> _Coordinate labeling data_:
§

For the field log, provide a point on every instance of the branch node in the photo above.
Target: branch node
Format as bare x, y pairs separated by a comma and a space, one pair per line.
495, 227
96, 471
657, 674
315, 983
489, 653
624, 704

§

> _TASK PROMPT_: Exactly reproduce all of the entries.

> _REPLY_:
For the field log, provide a point on every instance of the branch node in the photo above.
Target: branch node
Format as bare x, y pairs separated by a comma and a space, one pair per line.
495, 227
96, 471
657, 674
315, 983
489, 653
624, 704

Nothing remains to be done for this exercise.